— start —
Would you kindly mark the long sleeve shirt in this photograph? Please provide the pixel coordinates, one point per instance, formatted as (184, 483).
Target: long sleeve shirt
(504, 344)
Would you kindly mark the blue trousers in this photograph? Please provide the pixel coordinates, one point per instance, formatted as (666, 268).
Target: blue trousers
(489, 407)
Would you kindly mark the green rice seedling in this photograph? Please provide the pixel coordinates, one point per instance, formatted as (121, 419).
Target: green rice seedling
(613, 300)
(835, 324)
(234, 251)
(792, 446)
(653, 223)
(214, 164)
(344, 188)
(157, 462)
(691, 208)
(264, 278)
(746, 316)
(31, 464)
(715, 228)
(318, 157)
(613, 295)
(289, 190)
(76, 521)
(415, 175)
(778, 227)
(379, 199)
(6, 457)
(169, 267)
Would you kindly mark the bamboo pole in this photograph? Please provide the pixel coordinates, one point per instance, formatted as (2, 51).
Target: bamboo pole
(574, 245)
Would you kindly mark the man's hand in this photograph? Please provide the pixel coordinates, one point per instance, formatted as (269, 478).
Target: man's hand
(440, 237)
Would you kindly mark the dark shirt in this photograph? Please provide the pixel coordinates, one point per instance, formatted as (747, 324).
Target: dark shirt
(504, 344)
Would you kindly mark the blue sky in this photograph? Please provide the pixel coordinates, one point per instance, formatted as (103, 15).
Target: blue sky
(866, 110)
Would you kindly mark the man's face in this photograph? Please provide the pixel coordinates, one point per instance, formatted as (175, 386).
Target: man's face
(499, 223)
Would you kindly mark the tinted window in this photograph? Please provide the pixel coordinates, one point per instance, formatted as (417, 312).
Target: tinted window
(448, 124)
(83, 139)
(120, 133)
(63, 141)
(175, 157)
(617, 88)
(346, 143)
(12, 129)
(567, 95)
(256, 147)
— end —
TO BE DONE: Copy the items above word for word, starting at the line containing "Would you kindly mark the tinted" and ending with the final line of the items.

EXERCISE OUTPUT:
Would you kindly mark the tinted window in this photograph? Please provide the pixel coordinates, one point per instance, formatted as (417, 312).
Target: tinted window
(448, 124)
(83, 139)
(120, 133)
(63, 141)
(175, 157)
(617, 88)
(346, 143)
(12, 129)
(567, 95)
(256, 147)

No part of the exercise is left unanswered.